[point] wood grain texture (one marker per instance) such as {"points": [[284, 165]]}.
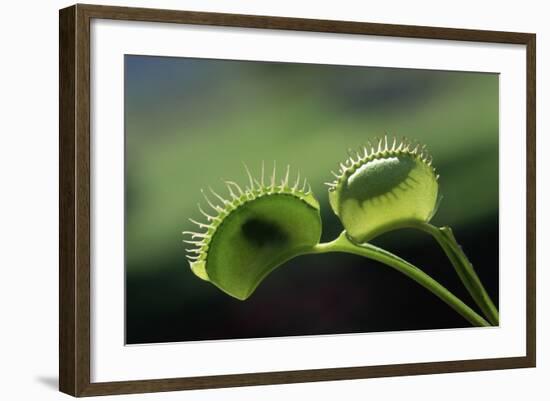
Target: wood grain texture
{"points": [[74, 199]]}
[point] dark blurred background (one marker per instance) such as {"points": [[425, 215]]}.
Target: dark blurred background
{"points": [[190, 122]]}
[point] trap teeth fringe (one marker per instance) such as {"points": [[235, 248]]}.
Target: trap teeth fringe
{"points": [[223, 206], [380, 147]]}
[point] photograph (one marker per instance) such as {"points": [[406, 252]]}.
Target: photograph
{"points": [[278, 199]]}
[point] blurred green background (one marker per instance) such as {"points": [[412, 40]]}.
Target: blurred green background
{"points": [[191, 122]]}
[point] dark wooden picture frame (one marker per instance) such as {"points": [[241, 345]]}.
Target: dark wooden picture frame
{"points": [[74, 200]]}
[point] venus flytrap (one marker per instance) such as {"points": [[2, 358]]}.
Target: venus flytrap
{"points": [[251, 231], [392, 185]]}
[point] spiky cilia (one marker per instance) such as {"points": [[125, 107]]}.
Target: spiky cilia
{"points": [[253, 230], [384, 186]]}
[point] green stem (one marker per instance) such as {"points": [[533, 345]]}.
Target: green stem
{"points": [[343, 244], [444, 236]]}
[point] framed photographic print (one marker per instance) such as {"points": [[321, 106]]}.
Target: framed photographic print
{"points": [[251, 200]]}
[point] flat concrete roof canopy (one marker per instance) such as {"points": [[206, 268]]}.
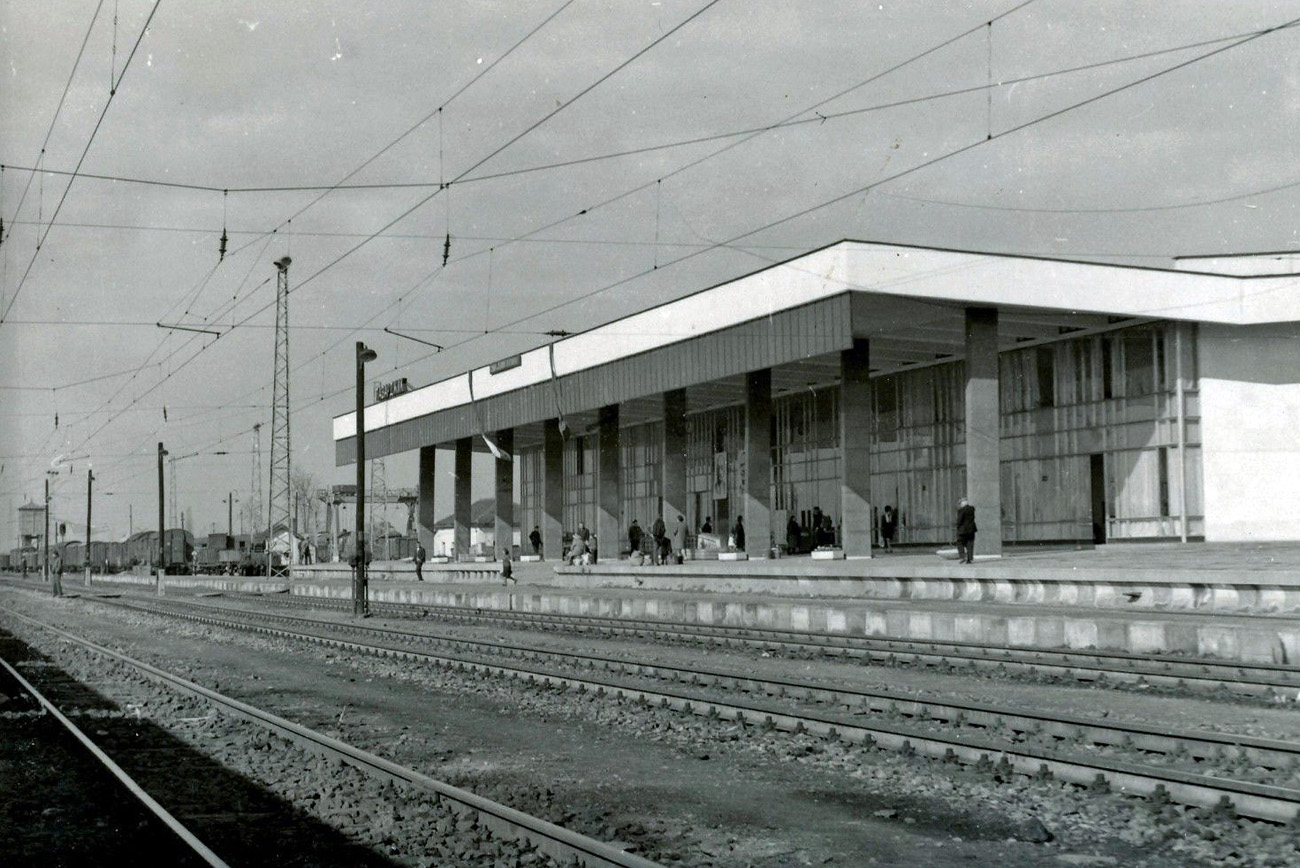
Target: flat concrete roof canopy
{"points": [[794, 317]]}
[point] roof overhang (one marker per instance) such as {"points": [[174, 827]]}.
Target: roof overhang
{"points": [[908, 300]]}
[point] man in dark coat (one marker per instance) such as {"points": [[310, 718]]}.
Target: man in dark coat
{"points": [[966, 532], [659, 533], [419, 561]]}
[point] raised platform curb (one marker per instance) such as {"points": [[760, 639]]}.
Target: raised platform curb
{"points": [[1231, 638], [992, 582]]}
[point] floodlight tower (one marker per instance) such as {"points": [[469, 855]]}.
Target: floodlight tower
{"points": [[280, 499], [255, 507], [378, 499]]}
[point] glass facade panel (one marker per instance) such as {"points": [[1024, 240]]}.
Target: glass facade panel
{"points": [[641, 465], [806, 465], [532, 484], [580, 482]]}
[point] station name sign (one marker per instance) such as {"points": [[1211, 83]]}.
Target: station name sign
{"points": [[505, 364], [384, 391]]}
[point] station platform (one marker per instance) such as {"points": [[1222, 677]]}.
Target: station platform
{"points": [[1260, 578], [1201, 600]]}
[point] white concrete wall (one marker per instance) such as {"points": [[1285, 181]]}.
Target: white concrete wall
{"points": [[1251, 432]]}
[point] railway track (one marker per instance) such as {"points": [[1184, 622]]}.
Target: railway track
{"points": [[47, 741], [1269, 681], [562, 846], [1197, 768]]}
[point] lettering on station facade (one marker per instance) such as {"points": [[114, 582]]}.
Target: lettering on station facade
{"points": [[505, 364], [384, 391]]}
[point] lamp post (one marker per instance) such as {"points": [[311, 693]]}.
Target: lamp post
{"points": [[230, 513], [90, 489], [360, 606], [161, 525]]}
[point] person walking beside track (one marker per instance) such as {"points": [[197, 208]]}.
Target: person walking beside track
{"points": [[679, 539], [658, 532], [888, 528], [966, 530], [635, 534]]}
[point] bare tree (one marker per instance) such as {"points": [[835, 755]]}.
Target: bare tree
{"points": [[302, 490]]}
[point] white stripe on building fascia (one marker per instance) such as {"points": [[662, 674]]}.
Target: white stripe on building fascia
{"points": [[949, 276]]}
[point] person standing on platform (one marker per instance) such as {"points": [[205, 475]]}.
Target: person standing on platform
{"points": [[888, 528], [792, 536], [966, 532], [577, 552], [679, 539], [659, 534], [635, 536]]}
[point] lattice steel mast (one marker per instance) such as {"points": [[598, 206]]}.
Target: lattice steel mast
{"points": [[280, 494], [255, 504], [378, 500]]}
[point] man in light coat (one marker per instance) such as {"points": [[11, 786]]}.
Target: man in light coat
{"points": [[679, 539]]}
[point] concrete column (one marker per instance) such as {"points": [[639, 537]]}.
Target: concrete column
{"points": [[505, 477], [758, 463], [672, 481], [983, 429], [460, 512], [553, 491], [425, 515], [609, 489], [856, 519]]}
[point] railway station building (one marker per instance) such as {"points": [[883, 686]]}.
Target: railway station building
{"points": [[1066, 400]]}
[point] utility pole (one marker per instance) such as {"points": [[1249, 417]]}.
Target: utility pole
{"points": [[360, 606], [174, 521], [90, 489], [255, 507], [44, 541], [280, 510], [161, 526]]}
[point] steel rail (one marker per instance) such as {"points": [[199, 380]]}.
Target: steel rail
{"points": [[506, 821], [1083, 665], [150, 803], [1257, 801]]}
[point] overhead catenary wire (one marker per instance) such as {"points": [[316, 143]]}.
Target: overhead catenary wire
{"points": [[59, 108], [90, 140], [368, 161], [676, 143], [910, 170], [714, 153], [755, 230], [185, 363]]}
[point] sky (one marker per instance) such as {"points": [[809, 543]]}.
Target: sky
{"points": [[602, 157]]}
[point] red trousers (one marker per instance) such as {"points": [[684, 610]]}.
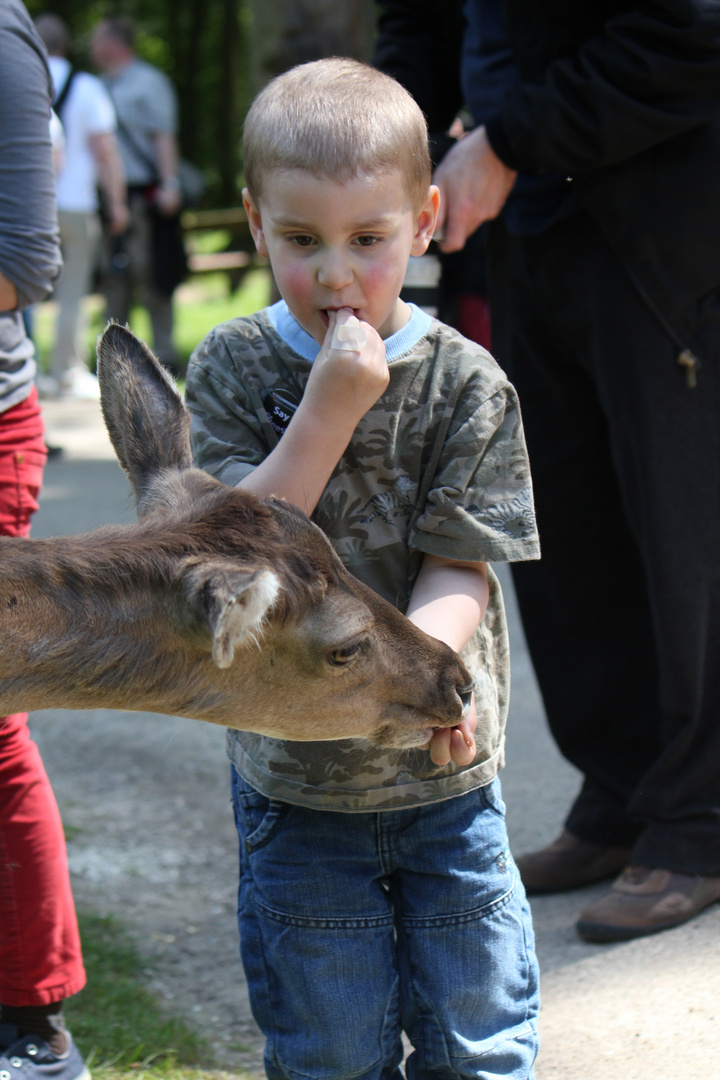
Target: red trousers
{"points": [[40, 958]]}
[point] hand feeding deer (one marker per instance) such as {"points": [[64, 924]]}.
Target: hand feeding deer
{"points": [[215, 605]]}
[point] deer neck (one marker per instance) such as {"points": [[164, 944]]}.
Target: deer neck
{"points": [[76, 631]]}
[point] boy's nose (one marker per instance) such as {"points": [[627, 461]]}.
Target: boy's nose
{"points": [[335, 271]]}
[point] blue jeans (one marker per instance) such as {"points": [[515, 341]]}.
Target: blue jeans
{"points": [[356, 926]]}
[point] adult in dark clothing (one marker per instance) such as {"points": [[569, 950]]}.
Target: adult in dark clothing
{"points": [[599, 148]]}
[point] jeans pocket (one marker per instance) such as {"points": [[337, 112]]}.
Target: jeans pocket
{"points": [[491, 797], [257, 817]]}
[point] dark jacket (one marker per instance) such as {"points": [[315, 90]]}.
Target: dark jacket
{"points": [[623, 98]]}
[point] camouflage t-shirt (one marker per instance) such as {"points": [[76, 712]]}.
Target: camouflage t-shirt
{"points": [[438, 464]]}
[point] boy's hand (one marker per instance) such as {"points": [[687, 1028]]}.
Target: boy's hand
{"points": [[345, 382], [456, 744]]}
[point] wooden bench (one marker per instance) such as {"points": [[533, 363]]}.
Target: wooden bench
{"points": [[236, 257]]}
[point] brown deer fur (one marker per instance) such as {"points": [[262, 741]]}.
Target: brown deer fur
{"points": [[216, 605]]}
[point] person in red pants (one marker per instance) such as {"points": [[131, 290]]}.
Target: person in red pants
{"points": [[40, 956]]}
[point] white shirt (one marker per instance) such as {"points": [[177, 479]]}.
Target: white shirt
{"points": [[87, 110]]}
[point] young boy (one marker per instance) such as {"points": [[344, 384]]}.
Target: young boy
{"points": [[377, 891]]}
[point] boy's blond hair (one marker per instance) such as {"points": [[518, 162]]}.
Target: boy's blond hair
{"points": [[337, 119]]}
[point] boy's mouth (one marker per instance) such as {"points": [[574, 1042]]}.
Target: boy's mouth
{"points": [[325, 312]]}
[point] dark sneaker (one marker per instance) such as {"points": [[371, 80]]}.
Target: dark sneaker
{"points": [[30, 1058], [646, 900], [569, 863], [8, 1036]]}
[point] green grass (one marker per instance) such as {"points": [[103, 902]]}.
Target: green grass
{"points": [[118, 1024], [200, 305]]}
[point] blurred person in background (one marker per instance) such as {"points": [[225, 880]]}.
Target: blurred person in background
{"points": [[91, 158], [135, 266], [597, 160], [40, 955]]}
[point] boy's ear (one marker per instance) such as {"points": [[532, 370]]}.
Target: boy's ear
{"points": [[425, 221], [255, 223]]}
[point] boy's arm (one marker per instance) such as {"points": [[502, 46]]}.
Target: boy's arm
{"points": [[448, 601], [342, 386]]}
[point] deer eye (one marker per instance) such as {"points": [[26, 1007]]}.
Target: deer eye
{"points": [[345, 655]]}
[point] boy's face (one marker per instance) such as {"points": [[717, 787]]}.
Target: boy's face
{"points": [[336, 244]]}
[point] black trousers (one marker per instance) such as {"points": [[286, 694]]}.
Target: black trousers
{"points": [[622, 613]]}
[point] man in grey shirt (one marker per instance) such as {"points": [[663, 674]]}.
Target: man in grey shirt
{"points": [[146, 108]]}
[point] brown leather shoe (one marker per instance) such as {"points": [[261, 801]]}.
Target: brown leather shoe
{"points": [[569, 863], [646, 900]]}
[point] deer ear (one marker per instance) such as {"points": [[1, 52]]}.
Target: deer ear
{"points": [[146, 419], [231, 603]]}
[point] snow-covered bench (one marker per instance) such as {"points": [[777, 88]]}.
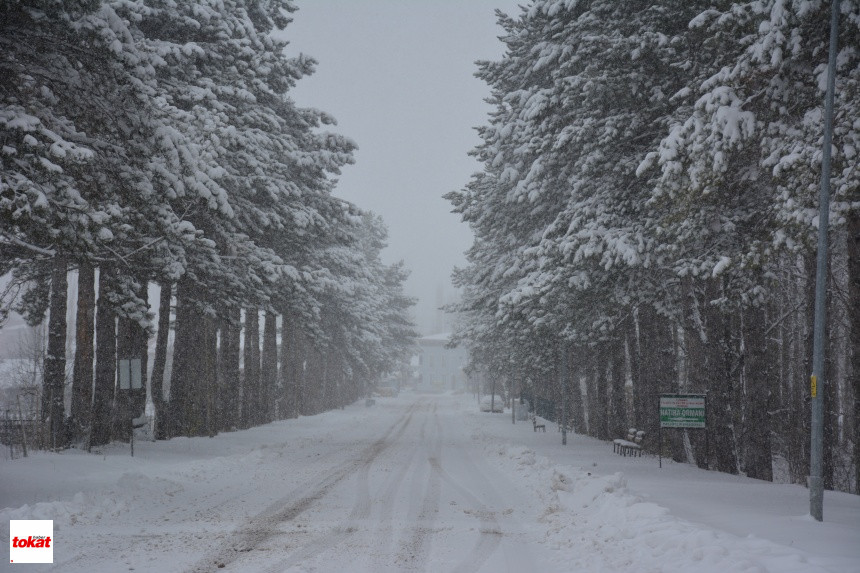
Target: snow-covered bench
{"points": [[632, 446]]}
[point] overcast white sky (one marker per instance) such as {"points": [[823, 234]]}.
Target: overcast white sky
{"points": [[398, 76]]}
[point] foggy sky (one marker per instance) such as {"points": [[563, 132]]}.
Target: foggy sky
{"points": [[398, 76]]}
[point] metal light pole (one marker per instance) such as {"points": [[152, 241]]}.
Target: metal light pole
{"points": [[816, 454], [564, 368]]}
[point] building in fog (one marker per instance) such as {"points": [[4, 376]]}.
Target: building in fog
{"points": [[440, 368]]}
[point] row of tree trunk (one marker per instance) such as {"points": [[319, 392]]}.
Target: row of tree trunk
{"points": [[752, 363], [223, 375]]}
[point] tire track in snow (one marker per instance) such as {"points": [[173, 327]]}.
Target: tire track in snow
{"points": [[414, 551], [264, 525]]}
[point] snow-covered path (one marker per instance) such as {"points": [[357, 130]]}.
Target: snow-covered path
{"points": [[416, 483]]}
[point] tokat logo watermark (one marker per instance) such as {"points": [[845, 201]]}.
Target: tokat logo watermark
{"points": [[31, 541]]}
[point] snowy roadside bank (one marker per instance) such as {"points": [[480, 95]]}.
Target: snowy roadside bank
{"points": [[591, 509], [606, 512]]}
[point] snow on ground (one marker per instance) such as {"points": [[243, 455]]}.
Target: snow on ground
{"points": [[416, 483]]}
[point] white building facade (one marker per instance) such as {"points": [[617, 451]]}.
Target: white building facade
{"points": [[440, 368]]}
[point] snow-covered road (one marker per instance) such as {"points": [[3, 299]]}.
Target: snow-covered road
{"points": [[416, 483]]}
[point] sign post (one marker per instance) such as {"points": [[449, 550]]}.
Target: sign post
{"points": [[681, 411]]}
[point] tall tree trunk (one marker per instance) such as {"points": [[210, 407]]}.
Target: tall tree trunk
{"points": [[289, 371], [577, 410], [853, 247], [156, 385], [251, 367], [54, 383], [103, 391], [207, 375], [758, 384], [228, 370], [132, 355], [721, 397], [181, 374], [82, 376], [656, 369], [269, 367], [601, 406], [617, 421]]}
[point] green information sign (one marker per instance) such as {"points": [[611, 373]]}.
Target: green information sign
{"points": [[682, 411]]}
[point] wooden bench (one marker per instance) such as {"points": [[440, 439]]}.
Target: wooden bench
{"points": [[632, 446]]}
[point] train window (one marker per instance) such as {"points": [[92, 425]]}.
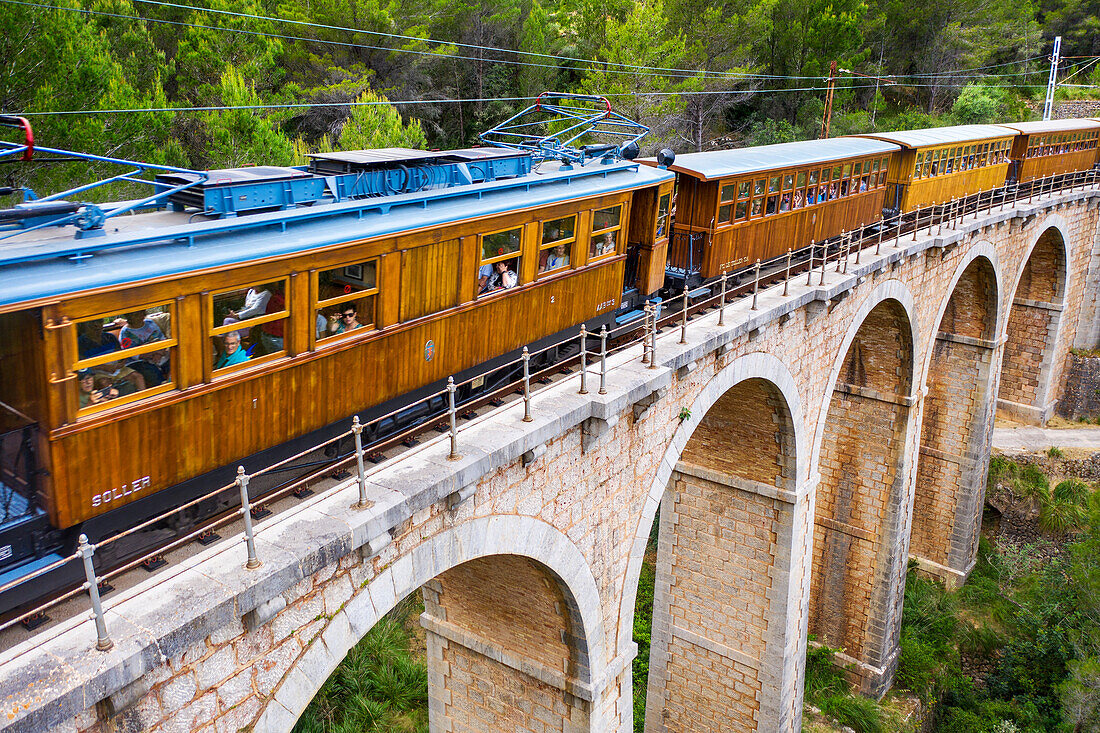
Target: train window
{"points": [[345, 299], [499, 261], [662, 216], [256, 314], [726, 207], [123, 357], [605, 231], [556, 248]]}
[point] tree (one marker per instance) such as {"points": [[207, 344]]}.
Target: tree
{"points": [[376, 123], [641, 39], [240, 137]]}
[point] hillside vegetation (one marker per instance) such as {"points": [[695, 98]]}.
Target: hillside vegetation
{"points": [[318, 75]]}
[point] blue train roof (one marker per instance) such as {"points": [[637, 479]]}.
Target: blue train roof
{"points": [[723, 163], [50, 262]]}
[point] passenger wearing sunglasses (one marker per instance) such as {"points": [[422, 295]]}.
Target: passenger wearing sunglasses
{"points": [[347, 320]]}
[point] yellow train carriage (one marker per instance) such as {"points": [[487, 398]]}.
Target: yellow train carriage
{"points": [[1053, 148], [941, 164]]}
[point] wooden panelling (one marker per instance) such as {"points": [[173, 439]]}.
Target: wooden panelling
{"points": [[21, 365], [937, 189], [1047, 165], [429, 280], [221, 426]]}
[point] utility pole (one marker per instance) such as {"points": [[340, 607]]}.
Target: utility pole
{"points": [[1048, 107], [827, 116], [833, 70]]}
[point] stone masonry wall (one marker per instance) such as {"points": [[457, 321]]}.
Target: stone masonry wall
{"points": [[1081, 392]]}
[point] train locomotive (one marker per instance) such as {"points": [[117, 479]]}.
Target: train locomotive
{"points": [[150, 346]]}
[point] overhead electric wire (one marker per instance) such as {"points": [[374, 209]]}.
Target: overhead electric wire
{"points": [[666, 70]]}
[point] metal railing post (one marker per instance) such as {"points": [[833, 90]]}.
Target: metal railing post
{"points": [[452, 414], [787, 277], [756, 284], [683, 318], [652, 337], [527, 386], [103, 642], [250, 540], [356, 430], [722, 303], [584, 360], [603, 360]]}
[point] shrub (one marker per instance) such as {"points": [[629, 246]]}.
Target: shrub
{"points": [[861, 714]]}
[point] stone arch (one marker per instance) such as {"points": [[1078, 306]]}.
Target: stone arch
{"points": [[956, 420], [891, 290], [860, 514], [743, 506], [1032, 327], [520, 537]]}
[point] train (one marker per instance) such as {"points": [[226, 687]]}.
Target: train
{"points": [[150, 346]]}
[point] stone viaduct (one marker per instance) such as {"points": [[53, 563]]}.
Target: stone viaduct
{"points": [[798, 458]]}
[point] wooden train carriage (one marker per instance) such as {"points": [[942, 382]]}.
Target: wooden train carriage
{"points": [[163, 354], [1052, 148], [939, 164], [737, 206]]}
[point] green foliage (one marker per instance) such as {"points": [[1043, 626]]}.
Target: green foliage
{"points": [[378, 688], [376, 123], [642, 626], [980, 104], [771, 131], [861, 714]]}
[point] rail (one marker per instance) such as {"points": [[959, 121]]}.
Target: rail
{"points": [[813, 262]]}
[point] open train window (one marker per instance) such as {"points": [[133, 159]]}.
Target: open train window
{"points": [[248, 323], [124, 357], [726, 204], [662, 217], [556, 247], [347, 301], [501, 254], [606, 225]]}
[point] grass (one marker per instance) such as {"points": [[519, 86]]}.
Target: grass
{"points": [[381, 686]]}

——

#### EXERCISE GOAL:
Look above for the line with "[point] glass facade" and the line with "[point] concrete column", and reproduce exactly those two lines plus every line between, nothing more.

#### TASK OUTPUT:
[point] glass facade panel (one marker per instance) such as {"points": [[1024, 240]]}.
Target: glass facade panel
{"points": [[641, 465], [806, 465], [532, 484], [580, 482]]}
[point] station name sign (one marker per instance) such as {"points": [[1211, 83]]}.
Target: station name sign
{"points": [[505, 364], [384, 391]]}
[point] station platform (one marker per instance) such as {"points": [[1222, 677]]}.
Target: station platform
{"points": [[1260, 578], [1201, 600]]}
[point] white concrete wall (one marker per instance) such as {"points": [[1285, 181]]}.
Target: white concrete wall
{"points": [[1251, 432]]}
[point] railway track (one marker per instance) such as {"points": [[1184, 622]]}.
Target: railway track
{"points": [[47, 741], [1269, 681], [562, 846], [1197, 768]]}
[point] lettering on station facade (one marker per instance) such as {"points": [[114, 582]]}.
Target: lettering on station facade
{"points": [[505, 364], [384, 391]]}
[point] lamp post (one marker per instance) such as {"points": [[311, 693]]}.
Target: lamp post
{"points": [[230, 513], [90, 489], [360, 606], [161, 525]]}
[point] person walking beside track (one marker per instance) such as {"points": [[197, 208]]}.
Target: person walking beside track
{"points": [[679, 539], [658, 532], [888, 528], [966, 530], [635, 534]]}
[point] bare tree (one marker per instance) such as {"points": [[835, 755]]}.
Target: bare tree
{"points": [[302, 490]]}
[point] white stripe on building fascia (one marker per instance) such as {"points": [[662, 674]]}.
Target: white stripe on building fascia
{"points": [[949, 276]]}
[point] person standing on platform (one marker per instance) such as {"points": [[205, 475]]}.
Target: person standing on platform
{"points": [[888, 528], [792, 536], [966, 532], [577, 552], [679, 539], [659, 534], [635, 536]]}
[point] lattice steel mast (one marker per instance) such as {"points": [[598, 206]]}.
Target: lattice steel mast
{"points": [[280, 494], [255, 504], [378, 500]]}
[point] man in light coat (one marker per instance) such as {"points": [[11, 786]]}.
Target: man in light coat
{"points": [[679, 539]]}
[point] concrete column (one marker per instance) such as {"points": [[639, 537]]}.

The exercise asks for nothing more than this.